Recast the records below as a two-column CSV with the header row input,output, giving one row per record. Place each record's text under input and its answer under output, with every field in double quotes and any line breaks replaced by spaces.

═══ Rows

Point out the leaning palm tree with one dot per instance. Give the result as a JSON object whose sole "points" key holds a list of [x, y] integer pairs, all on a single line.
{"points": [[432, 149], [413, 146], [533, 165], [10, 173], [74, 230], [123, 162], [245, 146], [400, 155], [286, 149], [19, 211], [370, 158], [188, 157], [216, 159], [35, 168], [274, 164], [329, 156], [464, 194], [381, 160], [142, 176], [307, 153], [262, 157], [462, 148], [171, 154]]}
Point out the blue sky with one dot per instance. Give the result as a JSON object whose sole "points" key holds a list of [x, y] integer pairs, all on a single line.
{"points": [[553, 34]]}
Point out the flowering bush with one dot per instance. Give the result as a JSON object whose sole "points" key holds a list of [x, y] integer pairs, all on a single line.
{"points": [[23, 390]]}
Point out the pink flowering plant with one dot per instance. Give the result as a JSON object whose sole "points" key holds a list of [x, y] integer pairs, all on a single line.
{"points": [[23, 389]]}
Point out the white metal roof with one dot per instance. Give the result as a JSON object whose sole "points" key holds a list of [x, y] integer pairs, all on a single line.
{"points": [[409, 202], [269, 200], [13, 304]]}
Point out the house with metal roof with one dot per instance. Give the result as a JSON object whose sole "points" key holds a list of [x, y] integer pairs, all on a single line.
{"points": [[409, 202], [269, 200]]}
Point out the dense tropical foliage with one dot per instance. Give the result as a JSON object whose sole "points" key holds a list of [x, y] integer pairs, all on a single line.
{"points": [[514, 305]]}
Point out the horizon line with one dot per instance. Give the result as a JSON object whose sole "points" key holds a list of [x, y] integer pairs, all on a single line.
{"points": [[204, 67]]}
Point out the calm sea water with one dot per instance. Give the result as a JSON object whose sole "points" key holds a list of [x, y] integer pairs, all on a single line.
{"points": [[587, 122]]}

══════

Exercise answer:
input,output
"Point out the leaning palm tree with one dot per instance. Give the result as a JSON object whose sole ""points"" key holds a list of [x, y] integer pairs, all on a single line.","{""points"": [[432, 149], [413, 146], [533, 165], [10, 173], [74, 230], [123, 162], [245, 146], [400, 155], [286, 149], [19, 211], [370, 158], [188, 157], [216, 159], [35, 168], [274, 164], [329, 156], [464, 194], [381, 160], [142, 176], [307, 153], [262, 157], [462, 148], [171, 154]]}"
"Point out the blue sky with one dot per instance. Give the result as a JSON object whose sole ""points"" key holds a list of [x, y] integer pairs, all on a single line.","{""points"": [[553, 34]]}"
"Point out the flowering bush with one dot per instance. Give the result as a JSON object whose sole ""points"" key holds a list of [x, y] integer pairs, all on a single line.","{""points"": [[23, 390]]}"
"Point out the pink flowering plant with one dot per instance. Give the result as a JSON object whose sole ""points"" key holds a list of [x, y] integer pairs, all on a single line.","{""points"": [[23, 389]]}"
"Point out the white metal roof with one dot per instance. Give the result as a JSON object whose sole ""points"" key holds a list of [x, y] integer pairs, all on a single line.","{""points"": [[409, 202], [269, 200], [13, 304]]}"
"Point out the house with metal roof with one dot per instance. Give the result as a JSON object whose sole ""points"" key holds a list of [x, y] integer pairs, all on a single line.","{""points"": [[409, 202], [269, 200]]}"
"Point out the dense tropical foliage with one dot per instance. Give the result as a JSON object whose sole ""points"" key holds a list of [x, y] integer pairs, all on a single line.","{""points"": [[514, 305]]}"
"Point out the horizon line with one dot per instance. Give the result as a JSON object whose sole ""points"" key holds a list of [x, y] integer pairs, all on a single line.","{""points"": [[204, 67]]}"
"Point out the calm sea water with one dot per instance. Give the result as a JSON object whose sole ""points"" key holds a list of [x, y] integer pairs, all on a single line.","{""points"": [[587, 122]]}"